** START OF TEXT PROVIDED **

I'm in vigorous agreement with your hypothesis.


----------



## sniper (Sep 2, 2005)

Yep my 100 acre lease which was beans for the second year in a row, was cut in September and chiseled plowed the first week in October..70 acres of ag gone..Earliest I have ever seen beans cut out there...The 80 acre corn field that's right next to us was plowed up this past Saturday..Hopefully some deer start creeping back over to my place where I have cover and a long strip of standing beans...We'll find out...Good info thanks..


----------



## hockeyman474 (Feb 11, 2015)

farmlegend said:


> As to which month is best for 3.5+ year old buck sightings, it varies by the year, but, in any case, it's either November or December. Both months blow away October. I don't think I've laid eyes on a 3.5+ year old in October while hunting more than two times in the last 20 seasons, and I include all the way through Halloween.
> 
> December has been more feast or famine, with fewer hunts where bucks were sighted, but some really spectacular hunts as well. I had a hunt a few years ago where between myself and my muzzleloader-toting guest, we saw three different shooters (likely 3.5+ year olds) in one evening sit. I had a hunt on my birthday (12/15) a few seasons ago where I saw 8 different bucks on a morning sit, including a 150 incher.
> 
> ...


I wish I saw that many antlerless in my neck of the woods. I have that tag and a combo left. I'd consider success if I fill just 1 of those with my first deer ever.


----------



## Corey K (Dec 11, 2009)

Can anyone explain why they chisel plow in the fall? I know near some of the Refuges they leave stubble and I've heard they get paid to leave the stubble, is this true? Every winter more wind rows or fence rows are taken out, trees along river for bigger dikes, just seems like more dirt blowing around in the winter to me??? I'm not a farmer so I'm just curious on the reason, it doesn't seem to be common practice in Nebraska, Kansas, or Missouri when it comes to chisel plowing. Thanks for any answers or reasons!


----------



## johnhunter (Jun 17, 2000)

** END OF TEXT PROVIDED **
** START OF DATA PROVIDED **

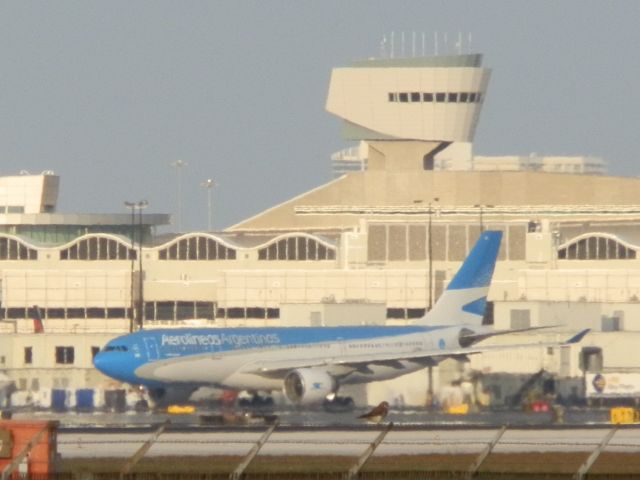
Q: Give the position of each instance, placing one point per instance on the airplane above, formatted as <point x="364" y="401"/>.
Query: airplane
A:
<point x="309" y="364"/>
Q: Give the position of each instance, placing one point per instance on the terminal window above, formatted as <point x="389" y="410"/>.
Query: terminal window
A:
<point x="28" y="355"/>
<point x="65" y="355"/>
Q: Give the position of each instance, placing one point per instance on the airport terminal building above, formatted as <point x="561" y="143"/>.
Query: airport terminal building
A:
<point x="378" y="244"/>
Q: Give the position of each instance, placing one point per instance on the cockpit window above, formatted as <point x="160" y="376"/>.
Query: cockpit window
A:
<point x="115" y="348"/>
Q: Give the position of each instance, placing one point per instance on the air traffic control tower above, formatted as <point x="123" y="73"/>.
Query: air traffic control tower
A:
<point x="409" y="109"/>
<point x="417" y="117"/>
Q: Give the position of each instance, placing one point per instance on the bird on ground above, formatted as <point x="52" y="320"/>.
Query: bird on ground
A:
<point x="377" y="414"/>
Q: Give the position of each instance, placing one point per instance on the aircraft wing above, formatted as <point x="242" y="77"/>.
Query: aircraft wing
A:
<point x="351" y="363"/>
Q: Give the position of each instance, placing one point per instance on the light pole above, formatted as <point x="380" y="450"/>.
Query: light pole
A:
<point x="430" y="367"/>
<point x="481" y="207"/>
<point x="209" y="184"/>
<point x="435" y="199"/>
<point x="179" y="165"/>
<point x="136" y="306"/>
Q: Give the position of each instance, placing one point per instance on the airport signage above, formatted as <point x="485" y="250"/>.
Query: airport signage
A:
<point x="600" y="385"/>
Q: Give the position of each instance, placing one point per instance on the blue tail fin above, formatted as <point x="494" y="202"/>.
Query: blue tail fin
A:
<point x="464" y="300"/>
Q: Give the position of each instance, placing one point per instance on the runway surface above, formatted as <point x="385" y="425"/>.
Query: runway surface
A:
<point x="339" y="434"/>
<point x="341" y="442"/>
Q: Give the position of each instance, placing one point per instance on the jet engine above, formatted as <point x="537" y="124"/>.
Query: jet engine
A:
<point x="162" y="397"/>
<point x="307" y="386"/>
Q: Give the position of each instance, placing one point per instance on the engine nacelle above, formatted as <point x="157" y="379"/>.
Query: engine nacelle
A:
<point x="165" y="396"/>
<point x="307" y="386"/>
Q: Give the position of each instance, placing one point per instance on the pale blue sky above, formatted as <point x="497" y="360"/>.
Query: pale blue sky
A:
<point x="108" y="94"/>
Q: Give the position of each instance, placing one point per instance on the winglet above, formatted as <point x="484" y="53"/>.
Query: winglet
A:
<point x="577" y="337"/>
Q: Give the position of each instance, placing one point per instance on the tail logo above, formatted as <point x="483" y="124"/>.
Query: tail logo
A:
<point x="476" y="307"/>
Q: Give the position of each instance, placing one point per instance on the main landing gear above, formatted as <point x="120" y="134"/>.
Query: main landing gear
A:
<point x="339" y="405"/>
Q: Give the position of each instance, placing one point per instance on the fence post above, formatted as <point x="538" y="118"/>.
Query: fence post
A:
<point x="237" y="473"/>
<point x="353" y="471"/>
<point x="473" y="468"/>
<point x="9" y="469"/>
<point x="136" y="457"/>
<point x="584" y="468"/>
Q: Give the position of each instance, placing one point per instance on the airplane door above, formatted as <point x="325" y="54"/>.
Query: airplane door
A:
<point x="153" y="353"/>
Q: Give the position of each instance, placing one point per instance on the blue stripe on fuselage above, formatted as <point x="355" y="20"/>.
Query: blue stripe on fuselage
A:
<point x="179" y="342"/>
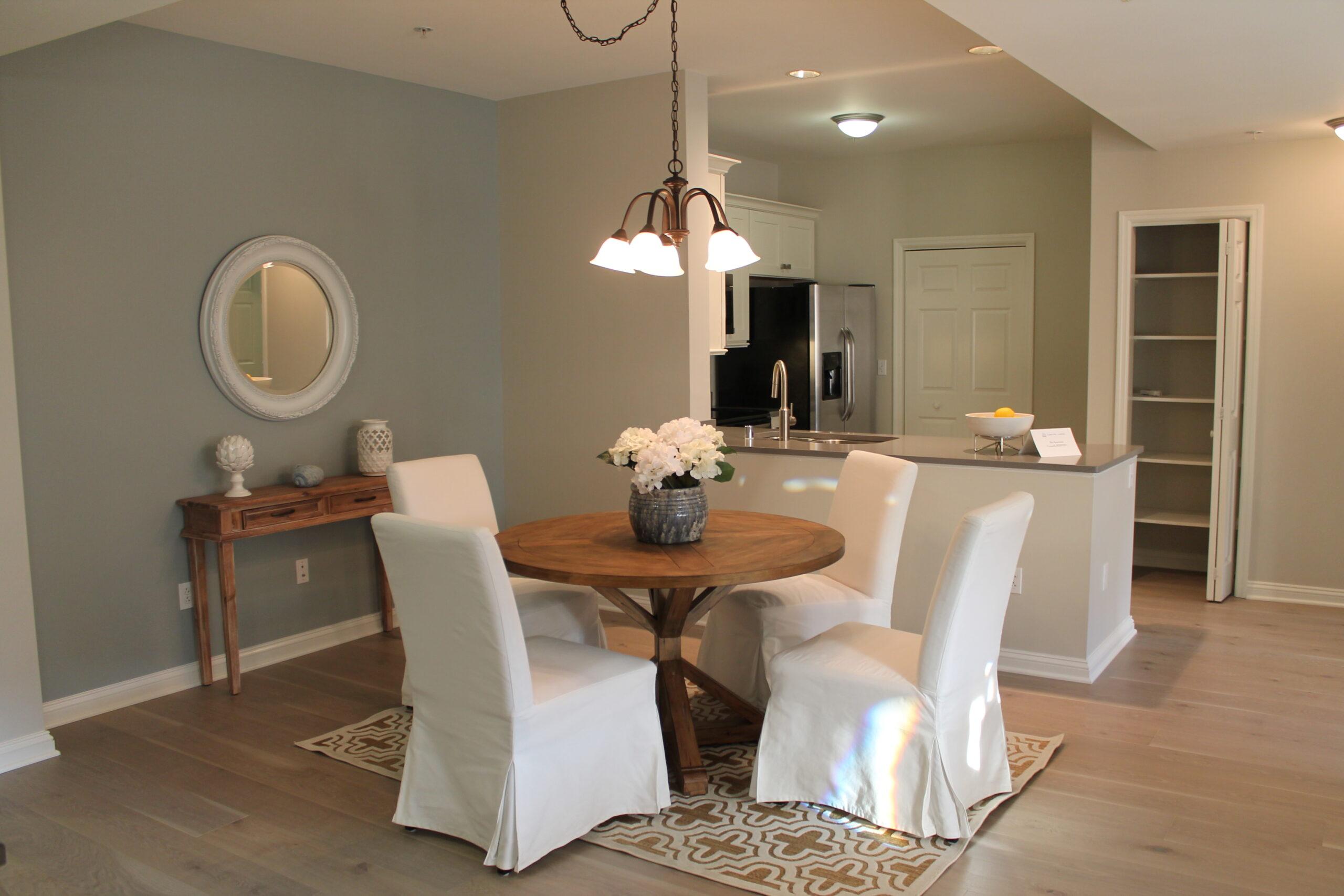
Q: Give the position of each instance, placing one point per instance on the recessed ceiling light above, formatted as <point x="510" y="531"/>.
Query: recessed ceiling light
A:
<point x="858" y="124"/>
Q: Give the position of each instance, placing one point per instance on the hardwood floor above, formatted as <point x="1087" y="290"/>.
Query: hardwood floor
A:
<point x="1209" y="760"/>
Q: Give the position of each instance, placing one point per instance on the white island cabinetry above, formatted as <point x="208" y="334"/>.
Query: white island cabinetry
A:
<point x="1073" y="613"/>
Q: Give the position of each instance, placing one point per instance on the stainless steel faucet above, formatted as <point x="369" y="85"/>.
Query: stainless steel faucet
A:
<point x="780" y="388"/>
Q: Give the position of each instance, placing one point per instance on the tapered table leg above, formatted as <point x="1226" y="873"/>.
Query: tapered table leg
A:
<point x="385" y="592"/>
<point x="201" y="608"/>
<point x="227" y="594"/>
<point x="683" y="750"/>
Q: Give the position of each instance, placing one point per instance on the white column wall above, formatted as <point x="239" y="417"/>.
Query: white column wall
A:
<point x="23" y="736"/>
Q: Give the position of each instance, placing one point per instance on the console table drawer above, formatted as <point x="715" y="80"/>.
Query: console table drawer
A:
<point x="280" y="513"/>
<point x="359" y="500"/>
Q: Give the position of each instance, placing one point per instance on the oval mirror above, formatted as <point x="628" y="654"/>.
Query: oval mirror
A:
<point x="279" y="327"/>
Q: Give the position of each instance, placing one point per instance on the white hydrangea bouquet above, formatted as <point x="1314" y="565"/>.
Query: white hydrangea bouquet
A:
<point x="680" y="456"/>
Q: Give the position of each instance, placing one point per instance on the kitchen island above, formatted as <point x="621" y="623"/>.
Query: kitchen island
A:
<point x="1072" y="616"/>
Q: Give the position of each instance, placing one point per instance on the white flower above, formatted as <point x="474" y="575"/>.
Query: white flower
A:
<point x="654" y="464"/>
<point x="702" y="458"/>
<point x="631" y="442"/>
<point x="686" y="429"/>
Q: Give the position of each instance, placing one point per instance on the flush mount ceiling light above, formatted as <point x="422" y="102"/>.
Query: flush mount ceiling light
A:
<point x="858" y="124"/>
<point x="654" y="249"/>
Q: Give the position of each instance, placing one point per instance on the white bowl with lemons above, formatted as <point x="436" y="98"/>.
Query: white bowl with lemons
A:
<point x="1004" y="424"/>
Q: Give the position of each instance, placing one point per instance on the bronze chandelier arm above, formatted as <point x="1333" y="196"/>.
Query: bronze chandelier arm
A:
<point x="716" y="206"/>
<point x="668" y="206"/>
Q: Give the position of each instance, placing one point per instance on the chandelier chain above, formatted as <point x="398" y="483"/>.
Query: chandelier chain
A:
<point x="675" y="166"/>
<point x="606" y="42"/>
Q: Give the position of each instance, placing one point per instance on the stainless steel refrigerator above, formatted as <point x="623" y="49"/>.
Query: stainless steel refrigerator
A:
<point x="827" y="338"/>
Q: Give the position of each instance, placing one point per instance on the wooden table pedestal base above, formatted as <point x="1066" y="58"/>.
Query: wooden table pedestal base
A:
<point x="674" y="612"/>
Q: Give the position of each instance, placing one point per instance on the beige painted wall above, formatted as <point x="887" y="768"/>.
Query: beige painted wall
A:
<point x="588" y="351"/>
<point x="1297" y="499"/>
<point x="1033" y="187"/>
<point x="20" y="687"/>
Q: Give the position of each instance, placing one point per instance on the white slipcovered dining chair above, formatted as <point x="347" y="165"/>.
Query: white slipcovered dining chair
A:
<point x="753" y="624"/>
<point x="902" y="730"/>
<point x="454" y="489"/>
<point x="519" y="745"/>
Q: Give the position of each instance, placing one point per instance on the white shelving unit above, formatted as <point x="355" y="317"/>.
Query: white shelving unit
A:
<point x="1183" y="289"/>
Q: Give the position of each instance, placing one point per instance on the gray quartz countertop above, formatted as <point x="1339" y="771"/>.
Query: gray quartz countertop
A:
<point x="936" y="449"/>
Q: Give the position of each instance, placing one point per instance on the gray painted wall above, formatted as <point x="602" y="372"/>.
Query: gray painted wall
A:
<point x="133" y="162"/>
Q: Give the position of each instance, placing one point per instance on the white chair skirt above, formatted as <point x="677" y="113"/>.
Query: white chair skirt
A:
<point x="846" y="729"/>
<point x="548" y="609"/>
<point x="589" y="750"/>
<point x="756" y="623"/>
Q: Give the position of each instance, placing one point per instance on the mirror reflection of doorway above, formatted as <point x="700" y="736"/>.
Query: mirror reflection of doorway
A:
<point x="248" y="327"/>
<point x="968" y="332"/>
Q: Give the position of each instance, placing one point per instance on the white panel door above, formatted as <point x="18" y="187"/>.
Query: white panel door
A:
<point x="968" y="335"/>
<point x="1227" y="409"/>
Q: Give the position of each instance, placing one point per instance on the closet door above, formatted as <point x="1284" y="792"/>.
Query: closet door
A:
<point x="1227" y="409"/>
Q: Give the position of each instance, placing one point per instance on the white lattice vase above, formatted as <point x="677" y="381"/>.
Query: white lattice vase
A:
<point x="234" y="455"/>
<point x="374" y="442"/>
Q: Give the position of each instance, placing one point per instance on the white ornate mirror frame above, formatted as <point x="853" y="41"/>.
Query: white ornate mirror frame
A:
<point x="224" y="284"/>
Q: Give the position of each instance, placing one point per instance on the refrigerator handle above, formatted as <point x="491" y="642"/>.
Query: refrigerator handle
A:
<point x="847" y="345"/>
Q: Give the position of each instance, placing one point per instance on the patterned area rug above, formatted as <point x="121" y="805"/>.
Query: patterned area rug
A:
<point x="780" y="849"/>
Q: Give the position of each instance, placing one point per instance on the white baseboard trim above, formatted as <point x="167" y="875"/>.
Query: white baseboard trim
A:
<point x="158" y="684"/>
<point x="1052" y="666"/>
<point x="1110" y="647"/>
<point x="1295" y="594"/>
<point x="27" y="750"/>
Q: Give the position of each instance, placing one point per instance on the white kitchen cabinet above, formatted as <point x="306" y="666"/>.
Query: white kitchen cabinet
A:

** END OF DATA PROVIDED **

● TO DO
Reproduce word for word the stretch of the hunting forum thread above from "## hockeyman474 (Feb" through "way through Halloween.".

● RESPONSE
## hockeyman474 (Feb 11, 2015)

farmlegend said:


> As to which month is best for 3.5+ year old buck sightings, it varies by the year, but, in any case, it's either November or December. Both months blow away October. I don't think I've laid eyes on a 3.5+ year old in October while hunting more than two times in the last 20 seasons, and I include all the way through Halloween.